-- Material for the task follows --

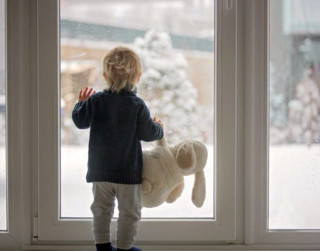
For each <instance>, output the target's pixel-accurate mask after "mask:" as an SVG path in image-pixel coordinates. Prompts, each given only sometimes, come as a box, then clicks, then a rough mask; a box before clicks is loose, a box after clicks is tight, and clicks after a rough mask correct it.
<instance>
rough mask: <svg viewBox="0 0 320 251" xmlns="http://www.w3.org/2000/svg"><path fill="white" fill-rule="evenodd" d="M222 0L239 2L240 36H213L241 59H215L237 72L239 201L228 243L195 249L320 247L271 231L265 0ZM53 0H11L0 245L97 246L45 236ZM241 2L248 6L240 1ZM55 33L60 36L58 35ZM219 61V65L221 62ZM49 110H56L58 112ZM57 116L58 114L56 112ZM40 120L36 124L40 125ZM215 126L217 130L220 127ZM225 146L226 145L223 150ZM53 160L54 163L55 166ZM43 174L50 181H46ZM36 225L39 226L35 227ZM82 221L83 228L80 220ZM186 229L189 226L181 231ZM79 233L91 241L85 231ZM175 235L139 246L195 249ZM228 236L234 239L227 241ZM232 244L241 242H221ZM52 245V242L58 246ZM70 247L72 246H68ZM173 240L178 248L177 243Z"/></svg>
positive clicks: (237, 249) (313, 243)
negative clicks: (45, 116)
mask: <svg viewBox="0 0 320 251" xmlns="http://www.w3.org/2000/svg"><path fill="white" fill-rule="evenodd" d="M217 1H219V2H220V4H221V5H220V6H232V8H234V7H235V6H236V8H237V15H236V18H237V20H238V22H236V25H235V26H236V30H237V32H236V33H235V34H236V35H235V36H231V37H229V38H228V39H227V40H222V39H221V36H220V35H219V34H217V40H216V43H217V44H218V45H219V44H228V43H229V46H230V43H232V41H233V40H234V43H233V44H234V45H237V47H236V48H237V57H236V58H235V59H236V60H234V62H236V64H237V67H236V68H232V67H233V66H230V63H231V65H232V62H230V61H231V58H229V61H228V60H226V61H224V59H223V57H222V55H221V54H224V53H232V52H230V51H229V52H228V51H223V50H222V51H217V53H216V56H217V58H216V62H220V64H219V63H217V64H216V67H217V69H216V70H217V72H219V71H225V72H230V73H232V72H235V71H236V78H234V79H236V80H237V85H236V92H235V93H237V94H236V99H235V101H234V102H232V103H231V104H230V103H227V104H226V105H227V107H229V108H230V107H234V106H236V115H237V117H236V121H237V125H234V129H235V128H236V129H235V130H236V131H235V130H233V133H234V134H236V135H237V138H236V139H235V145H234V146H235V149H237V153H236V155H235V156H233V158H232V159H228V161H230V162H232V163H233V162H234V161H235V160H236V162H237V163H236V164H237V166H236V168H235V169H233V171H234V175H235V184H234V185H233V186H231V190H232V192H231V195H232V199H234V200H235V205H234V206H232V208H231V210H230V211H231V212H232V220H231V221H230V222H232V225H233V229H234V231H232V232H233V233H232V234H231V235H229V238H226V239H225V241H223V242H218V243H216V242H215V241H214V239H212V240H211V241H200V240H199V241H197V242H195V241H194V242H192V244H193V245H192V249H193V250H204V249H206V250H209V249H210V250H260V249H264V250H265V249H266V248H267V249H269V250H280V249H295V250H296V249H300V250H308V249H313V250H315V249H316V250H319V249H320V236H319V232H317V231H274V230H273V231H268V230H267V210H268V208H267V199H268V198H267V192H268V190H267V189H268V187H267V185H268V184H267V177H268V176H267V175H268V169H267V168H268V165H267V161H268V155H267V151H268V144H267V140H268V136H267V135H268V129H269V128H268V126H267V125H268V124H267V122H268V60H269V59H268V46H267V45H268V44H267V41H268V40H267V38H268V37H267V35H268V29H269V27H268V0H217ZM41 2H42V3H41ZM53 2H55V1H43V0H7V104H8V110H7V116H8V117H7V123H8V131H7V134H8V148H7V149H8V159H7V165H8V174H7V175H8V209H9V210H8V227H9V229H8V233H0V249H5V250H7V249H15V250H50V249H51V250H53V249H55V250H59V249H63V250H67V249H68V248H70V249H77V250H87V249H92V250H93V245H92V241H90V242H88V241H81V242H80V241H76V242H74V241H72V239H69V240H68V241H69V242H68V241H63V240H57V239H58V238H56V239H55V240H53V239H51V240H49V239H50V238H43V239H41V233H42V232H41V231H42V229H41V224H46V223H45V222H46V221H45V220H44V217H46V214H45V211H43V209H44V207H46V206H47V207H48V206H50V204H49V205H45V201H43V200H42V199H41V198H42V197H43V196H44V195H46V196H48V194H49V195H50V189H49V190H48V191H47V192H48V193H46V191H45V190H43V189H39V188H40V186H39V184H40V183H41V184H43V183H45V182H46V181H48V182H49V183H50V182H51V185H52V184H54V182H56V181H54V180H52V179H51V177H52V176H50V174H52V172H51V173H50V172H49V173H47V174H45V173H43V172H44V170H45V169H41V168H42V165H40V164H45V163H49V162H52V161H54V159H53V158H52V159H50V158H51V157H50V156H49V155H43V156H40V153H41V151H40V150H39V147H40V146H41V147H43V149H47V150H48V146H46V141H45V138H41V137H42V136H41V135H42V134H45V133H46V132H48V131H50V130H51V131H52V127H53V126H52V125H53V124H52V125H51V127H49V128H44V126H45V125H44V124H43V122H41V121H42V120H44V119H48V120H51V121H53V120H52V116H51V117H50V116H48V117H41V116H42V113H43V112H44V107H41V105H40V104H41V102H43V101H44V100H45V97H47V98H48V100H51V101H50V102H54V101H53V100H54V96H53V95H58V92H55V93H54V92H51V91H52V90H50V89H46V88H45V86H44V84H43V83H45V82H46V81H50V83H52V84H56V82H55V81H57V79H55V78H57V76H56V75H55V74H52V72H49V71H48V70H47V71H42V69H43V68H46V67H47V66H48V65H50V66H53V67H54V68H56V69H58V64H57V62H49V63H46V62H44V61H43V60H44V58H45V56H46V55H48V54H49V55H50V53H51V55H57V51H49V52H48V51H46V50H45V46H44V42H42V41H43V40H44V41H46V43H49V44H50V39H51V38H52V36H55V37H57V30H56V29H52V23H54V22H56V17H53V16H52V11H48V12H43V11H41V8H42V7H41V6H40V5H41V4H43V5H46V4H48V5H51V4H53ZM239 2H242V3H243V4H239ZM221 8H222V7H221ZM46 18H47V19H48V20H47V22H46V23H42V24H41V22H40V20H41V19H46ZM216 18H218V19H219V24H220V27H218V28H219V29H220V32H228V24H229V26H230V25H231V26H232V21H231V20H230V19H229V21H227V22H226V24H225V26H224V25H223V23H221V19H222V20H223V17H222V16H217V17H216ZM239 20H240V21H239ZM241 20H242V21H241ZM233 24H234V23H233ZM50 27H51V28H50ZM51 33H55V35H52V34H51ZM235 41H237V42H235ZM56 42H57V41H56ZM56 42H54V43H56ZM51 46H52V44H51ZM219 54H220V56H219ZM219 57H220V61H219ZM225 59H226V58H225ZM227 59H228V58H227ZM42 63H46V64H47V66H45V65H42ZM219 65H220V67H218V66H219ZM40 70H41V71H40ZM46 73H47V74H48V75H47V76H46V75H45V74H46ZM50 74H51V75H50ZM218 76H219V75H218ZM220 76H221V75H220ZM234 79H232V77H230V76H229V78H228V79H219V78H218V79H217V83H227V82H226V81H234ZM222 87H223V86H222V85H221V84H220V87H219V86H217V90H216V91H217V96H218V97H225V96H224V95H227V92H224V91H223V90H222V89H221V88H222ZM219 88H220V89H219ZM40 92H45V93H44V94H45V95H47V96H40V95H39V94H40ZM46 92H47V93H46ZM49 92H51V94H49ZM217 102H218V103H219V102H222V103H221V104H220V105H222V104H225V103H224V102H226V100H223V99H222V98H220V101H217ZM49 111H52V113H54V110H49ZM217 112H220V116H221V112H222V110H220V111H219V109H218V110H217ZM40 115H41V116H40ZM54 116H56V117H55V118H57V116H58V114H55V115H54ZM218 116H219V115H218ZM40 118H41V121H40ZM38 120H39V123H37V122H35V121H38ZM223 125H225V124H223ZM40 126H41V127H40ZM217 126H218V127H219V124H218V125H217ZM220 127H221V124H220ZM40 136H41V137H40ZM217 136H219V135H217ZM50 137H52V136H50ZM47 139H48V138H47ZM220 140H221V138H220ZM217 141H218V145H219V137H217ZM263 142H265V143H263ZM56 143H57V142H56ZM223 149H224V148H223V146H222V148H220V151H223ZM41 150H42V149H41ZM217 151H219V149H217ZM55 154H57V152H55ZM46 157H48V158H46ZM226 157H227V156H226ZM56 162H57V161H55V162H52V163H56ZM52 163H51V165H52V166H53V164H52ZM56 164H57V163H56ZM242 164H245V165H242ZM53 170H54V169H53ZM51 171H52V170H51ZM217 171H218V170H217ZM229 171H230V170H229ZM218 174H219V171H218ZM43 175H45V176H46V178H47V180H46V179H42V177H43ZM231 175H233V174H231ZM56 187H57V186H56ZM221 188H222V187H221ZM218 189H219V185H218ZM41 196H42V197H41ZM229 209H230V208H229ZM38 216H39V217H40V218H38V219H39V220H40V221H39V224H34V219H37V217H38ZM42 217H43V218H42ZM35 222H36V220H35ZM47 223H48V224H51V227H49V229H47V230H46V229H44V231H47V234H50V232H51V233H53V234H55V233H56V232H55V231H59V230H61V229H62V231H64V230H63V227H64V226H63V225H55V223H57V221H55V219H54V218H50V217H49V219H48V220H47ZM65 223H66V222H64V224H65ZM37 226H39V227H40V228H39V229H37ZM79 226H80V227H81V224H80V225H79ZM42 227H43V226H42ZM75 227H77V226H75ZM167 229H168V228H164V229H163V230H164V231H167ZM37 230H40V238H38V239H37V238H34V239H32V236H34V235H36V234H37V232H39V231H37ZM197 230H198V229H197ZM185 233H187V231H184V232H183V233H179V234H180V235H182V234H185ZM153 234H154V233H153ZM211 234H214V233H211ZM227 235H228V234H226V236H227ZM44 237H45V236H44ZM58 237H59V236H58ZM81 237H84V239H85V238H86V236H83V235H82V236H80V238H81ZM178 237H179V236H178ZM75 239H77V238H74V240H75ZM78 239H79V238H78ZM172 239H174V240H173V241H171V242H166V244H163V242H156V241H151V242H149V243H142V244H145V245H142V247H143V248H144V249H145V250H157V249H158V250H163V249H166V250H173V249H175V250H187V249H190V246H185V245H184V244H185V242H177V239H176V238H172ZM228 240H236V241H231V242H229V241H228ZM80 243H81V244H87V246H86V245H81V246H80V245H79V244H80ZM228 243H232V244H238V245H230V246H229V245H222V244H228ZM52 244H54V247H53V246H52ZM65 244H68V246H66V245H65ZM157 244H159V245H157ZM170 244H175V245H174V246H172V245H170ZM178 244H180V245H178Z"/></svg>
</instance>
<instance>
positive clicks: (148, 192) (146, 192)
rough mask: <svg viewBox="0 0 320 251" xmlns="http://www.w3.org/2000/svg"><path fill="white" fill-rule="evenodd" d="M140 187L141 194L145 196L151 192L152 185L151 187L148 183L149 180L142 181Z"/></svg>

-- Material for the task concluded --

Edit the stretch from the start of these lines through the line containing "positive clicks: (237, 249) (313, 243)", changing "rough mask" to "coarse mask" and leaving everything else as it is. Leave the pictures out of your answer.

For each <instance>, output the target's pixel-accurate mask after "mask:" as an SVG path in image-pixel coordinates. Prompts, each given only sometimes, come as a box, then clicks, then a coarse mask; a box before clicks is loose, a box after clicks is tight, and clicks after a coarse mask correct it.
<instance>
coarse mask: <svg viewBox="0 0 320 251" xmlns="http://www.w3.org/2000/svg"><path fill="white" fill-rule="evenodd" d="M222 0L239 2L240 36H213L241 59H215L237 72L239 201L228 243L195 249L320 247L271 231L265 0ZM53 0H11L0 245L97 246L45 236ZM241 2L248 6L240 1ZM55 33L60 36L58 35ZM219 61V65L221 62ZM49 110H56L58 112ZM57 116L58 114L56 112ZM40 120L36 124L40 125ZM215 126L217 130L220 127ZM225 146L226 145L223 150ZM53 160L54 163L55 166ZM43 174L50 181H46ZM36 225L39 226L35 227ZM82 221L83 228L80 220ZM186 229L189 226L181 231ZM79 233L91 241L85 231ZM175 235L139 246L195 249ZM228 236L234 239L227 241ZM232 244L241 242H221ZM52 245V242L58 246ZM70 247L72 246H68ZM173 240L178 248L177 243Z"/></svg>
positive clicks: (237, 249) (313, 243)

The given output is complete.